Input.

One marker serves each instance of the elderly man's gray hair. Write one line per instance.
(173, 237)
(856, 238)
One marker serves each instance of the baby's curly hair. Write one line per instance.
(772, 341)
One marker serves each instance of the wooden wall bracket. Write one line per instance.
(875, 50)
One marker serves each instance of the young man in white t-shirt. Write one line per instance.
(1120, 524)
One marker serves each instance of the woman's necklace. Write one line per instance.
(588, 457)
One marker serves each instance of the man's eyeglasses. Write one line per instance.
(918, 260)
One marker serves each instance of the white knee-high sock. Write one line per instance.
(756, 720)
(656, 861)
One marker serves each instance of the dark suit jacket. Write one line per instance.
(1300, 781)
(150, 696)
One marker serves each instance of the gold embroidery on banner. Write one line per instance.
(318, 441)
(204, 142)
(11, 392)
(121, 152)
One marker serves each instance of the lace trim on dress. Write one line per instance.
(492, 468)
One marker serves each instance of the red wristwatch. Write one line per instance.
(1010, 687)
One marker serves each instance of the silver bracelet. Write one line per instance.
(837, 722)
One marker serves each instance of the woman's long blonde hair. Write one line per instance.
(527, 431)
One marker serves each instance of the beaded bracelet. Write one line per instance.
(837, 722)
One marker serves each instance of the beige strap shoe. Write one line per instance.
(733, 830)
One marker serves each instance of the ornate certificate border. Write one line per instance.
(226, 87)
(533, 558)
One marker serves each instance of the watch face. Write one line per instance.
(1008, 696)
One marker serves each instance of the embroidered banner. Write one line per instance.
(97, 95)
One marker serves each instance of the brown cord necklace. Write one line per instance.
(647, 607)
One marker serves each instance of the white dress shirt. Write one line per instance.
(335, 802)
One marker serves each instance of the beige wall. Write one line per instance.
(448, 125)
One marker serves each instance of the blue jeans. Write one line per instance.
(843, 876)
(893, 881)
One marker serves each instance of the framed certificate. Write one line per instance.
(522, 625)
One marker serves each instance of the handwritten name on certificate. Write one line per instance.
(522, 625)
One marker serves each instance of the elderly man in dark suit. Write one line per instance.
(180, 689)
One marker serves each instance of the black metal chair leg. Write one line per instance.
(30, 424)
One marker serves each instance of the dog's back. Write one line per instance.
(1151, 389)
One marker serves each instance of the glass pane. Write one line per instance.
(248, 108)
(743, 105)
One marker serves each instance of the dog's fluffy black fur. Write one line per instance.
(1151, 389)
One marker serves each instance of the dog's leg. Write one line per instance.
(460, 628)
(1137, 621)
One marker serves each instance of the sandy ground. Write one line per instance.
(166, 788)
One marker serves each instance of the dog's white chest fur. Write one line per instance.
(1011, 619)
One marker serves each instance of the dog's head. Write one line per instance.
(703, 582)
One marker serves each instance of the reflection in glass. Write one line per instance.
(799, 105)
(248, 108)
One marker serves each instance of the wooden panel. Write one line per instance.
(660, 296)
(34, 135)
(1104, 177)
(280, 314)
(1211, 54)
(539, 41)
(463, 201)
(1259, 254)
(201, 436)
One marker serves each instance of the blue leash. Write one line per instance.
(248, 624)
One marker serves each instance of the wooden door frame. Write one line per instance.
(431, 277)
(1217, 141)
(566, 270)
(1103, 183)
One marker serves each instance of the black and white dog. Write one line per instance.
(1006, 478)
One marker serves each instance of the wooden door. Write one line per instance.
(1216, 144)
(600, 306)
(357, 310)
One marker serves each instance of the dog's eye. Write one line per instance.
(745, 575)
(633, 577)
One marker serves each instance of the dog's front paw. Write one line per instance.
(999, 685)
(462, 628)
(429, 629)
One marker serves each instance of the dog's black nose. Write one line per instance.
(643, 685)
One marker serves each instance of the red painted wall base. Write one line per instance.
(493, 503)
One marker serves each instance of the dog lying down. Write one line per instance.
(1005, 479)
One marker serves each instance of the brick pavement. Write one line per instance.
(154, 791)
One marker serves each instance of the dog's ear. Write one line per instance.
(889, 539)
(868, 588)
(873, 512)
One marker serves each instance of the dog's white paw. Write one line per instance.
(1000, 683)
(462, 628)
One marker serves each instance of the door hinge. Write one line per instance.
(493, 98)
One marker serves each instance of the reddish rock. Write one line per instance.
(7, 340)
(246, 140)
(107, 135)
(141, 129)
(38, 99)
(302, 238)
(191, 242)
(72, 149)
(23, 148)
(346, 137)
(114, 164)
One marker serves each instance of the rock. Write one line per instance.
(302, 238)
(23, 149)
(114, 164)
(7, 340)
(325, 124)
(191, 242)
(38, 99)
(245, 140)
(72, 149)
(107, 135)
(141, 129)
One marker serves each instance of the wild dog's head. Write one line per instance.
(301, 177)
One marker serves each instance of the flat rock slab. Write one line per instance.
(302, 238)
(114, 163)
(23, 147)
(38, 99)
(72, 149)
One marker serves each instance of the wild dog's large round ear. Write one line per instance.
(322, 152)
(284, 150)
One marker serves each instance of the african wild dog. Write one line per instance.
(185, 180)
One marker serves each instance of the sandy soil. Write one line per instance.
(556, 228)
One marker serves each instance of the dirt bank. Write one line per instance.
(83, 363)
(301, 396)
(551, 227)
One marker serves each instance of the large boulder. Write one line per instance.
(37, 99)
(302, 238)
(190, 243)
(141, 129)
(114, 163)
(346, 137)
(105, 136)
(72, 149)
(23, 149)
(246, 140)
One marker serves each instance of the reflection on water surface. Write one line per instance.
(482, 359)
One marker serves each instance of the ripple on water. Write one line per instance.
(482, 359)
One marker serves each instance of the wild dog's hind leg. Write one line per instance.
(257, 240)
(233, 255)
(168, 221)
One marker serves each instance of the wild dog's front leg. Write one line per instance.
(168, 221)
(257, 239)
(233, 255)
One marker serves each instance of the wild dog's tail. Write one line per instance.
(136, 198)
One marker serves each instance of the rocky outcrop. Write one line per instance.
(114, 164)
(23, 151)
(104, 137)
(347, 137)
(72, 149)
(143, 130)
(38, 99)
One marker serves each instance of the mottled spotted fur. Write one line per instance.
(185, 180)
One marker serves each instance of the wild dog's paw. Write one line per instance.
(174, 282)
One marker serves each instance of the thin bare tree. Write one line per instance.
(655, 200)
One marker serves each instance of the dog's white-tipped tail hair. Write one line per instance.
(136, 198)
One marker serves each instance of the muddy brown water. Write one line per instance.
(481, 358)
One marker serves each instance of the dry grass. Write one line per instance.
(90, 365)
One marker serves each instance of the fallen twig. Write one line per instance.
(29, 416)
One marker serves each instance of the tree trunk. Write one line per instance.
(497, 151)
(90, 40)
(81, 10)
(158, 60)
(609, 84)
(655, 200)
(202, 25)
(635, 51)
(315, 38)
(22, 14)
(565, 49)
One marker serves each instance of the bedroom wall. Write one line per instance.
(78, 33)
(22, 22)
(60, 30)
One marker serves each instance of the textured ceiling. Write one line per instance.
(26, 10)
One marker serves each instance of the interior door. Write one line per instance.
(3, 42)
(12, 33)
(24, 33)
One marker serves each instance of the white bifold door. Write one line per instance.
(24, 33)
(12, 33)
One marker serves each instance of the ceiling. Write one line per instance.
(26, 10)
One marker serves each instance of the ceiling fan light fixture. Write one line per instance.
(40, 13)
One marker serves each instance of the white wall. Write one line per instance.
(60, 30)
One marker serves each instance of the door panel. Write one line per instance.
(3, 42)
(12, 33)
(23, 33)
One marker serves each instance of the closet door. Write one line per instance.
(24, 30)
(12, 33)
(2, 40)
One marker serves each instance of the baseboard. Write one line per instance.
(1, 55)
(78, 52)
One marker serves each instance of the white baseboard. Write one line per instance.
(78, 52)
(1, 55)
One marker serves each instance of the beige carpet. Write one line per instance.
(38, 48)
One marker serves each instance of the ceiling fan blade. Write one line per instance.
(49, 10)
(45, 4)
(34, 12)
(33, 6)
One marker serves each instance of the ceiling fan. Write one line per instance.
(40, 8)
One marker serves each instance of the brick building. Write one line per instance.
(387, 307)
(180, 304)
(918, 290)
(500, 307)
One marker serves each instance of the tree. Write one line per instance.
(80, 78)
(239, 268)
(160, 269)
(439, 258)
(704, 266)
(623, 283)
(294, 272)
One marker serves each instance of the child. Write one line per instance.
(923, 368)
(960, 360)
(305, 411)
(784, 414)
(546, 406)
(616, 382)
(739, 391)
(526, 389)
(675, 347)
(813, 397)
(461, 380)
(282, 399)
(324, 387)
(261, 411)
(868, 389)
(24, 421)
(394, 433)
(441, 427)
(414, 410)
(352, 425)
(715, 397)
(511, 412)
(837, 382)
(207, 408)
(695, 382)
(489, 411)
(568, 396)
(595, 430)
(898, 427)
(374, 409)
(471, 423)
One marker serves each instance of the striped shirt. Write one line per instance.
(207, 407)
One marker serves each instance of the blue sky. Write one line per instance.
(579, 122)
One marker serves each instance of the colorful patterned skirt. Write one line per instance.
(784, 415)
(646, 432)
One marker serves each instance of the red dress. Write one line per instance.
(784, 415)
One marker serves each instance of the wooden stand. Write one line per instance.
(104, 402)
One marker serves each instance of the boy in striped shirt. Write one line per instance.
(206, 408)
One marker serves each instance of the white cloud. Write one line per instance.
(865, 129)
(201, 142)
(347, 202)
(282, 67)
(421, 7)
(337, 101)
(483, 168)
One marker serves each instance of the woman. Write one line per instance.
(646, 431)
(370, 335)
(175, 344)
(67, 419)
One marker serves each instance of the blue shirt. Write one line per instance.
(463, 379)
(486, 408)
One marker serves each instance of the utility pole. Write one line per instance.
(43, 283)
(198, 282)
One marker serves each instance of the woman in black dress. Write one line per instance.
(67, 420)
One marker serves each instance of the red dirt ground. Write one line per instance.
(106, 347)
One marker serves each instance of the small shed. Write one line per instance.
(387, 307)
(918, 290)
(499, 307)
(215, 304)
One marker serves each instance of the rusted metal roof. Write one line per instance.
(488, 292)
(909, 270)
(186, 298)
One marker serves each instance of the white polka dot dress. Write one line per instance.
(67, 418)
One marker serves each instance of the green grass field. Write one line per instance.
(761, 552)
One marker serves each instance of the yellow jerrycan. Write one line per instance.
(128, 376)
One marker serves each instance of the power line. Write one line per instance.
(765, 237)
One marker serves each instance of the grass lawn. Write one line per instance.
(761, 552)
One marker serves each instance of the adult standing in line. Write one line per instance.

Exercise directions.
Copy the entries from the start up to and including the line with "(1008, 696)", renaming "marker" to "point" throughout and leaving everything else unchanged.

Exercise response.
One point serves each instance of the elderly man's gray hair. Write one line per instance.
(173, 237)
(856, 238)
One point serves each instance of the baby's curly hair. Write one line per instance.
(772, 341)
One point serves each instance of the wooden wall bracket. Write one line per instance.
(875, 50)
One point serves each instance of the young man in white t-shirt. Write one line per instance.
(1120, 524)
One point serves each instance of the woman's necklace. Write one line per instance.
(588, 457)
One point serves each instance of the man's eyeglasses. Write one line per instance.
(918, 260)
One point serves each instance of the white knee-high sock. Write one line per instance.
(756, 720)
(656, 861)
One point serves each instance of the dark suit jacket. Write one line per instance.
(1300, 781)
(150, 696)
One point serves each instance of the gold embroidery on banner. Write one line per instance.
(318, 441)
(204, 142)
(11, 392)
(121, 152)
One point serves each instance of the lace trim on dress. Write one line per instance.
(492, 468)
One point serves each instance of the red wristwatch. Write one line per instance.
(1010, 687)
One point serves each instance of the silver bracelet. Write one line per instance.
(837, 722)
One point serves each instance of the woman's long blonde hair. Write one line per instance.
(527, 431)
One point serves each instance of the beaded bracelet. Write one line per instance.
(837, 722)
One point serves each instance of the beige strap shoe. Write one line per instance.
(733, 830)
One point serves each instance of the ornate certificate border. Write one line per instance.
(226, 87)
(533, 558)
One point serves each instance of the watch face. Write one line per instance.
(1008, 696)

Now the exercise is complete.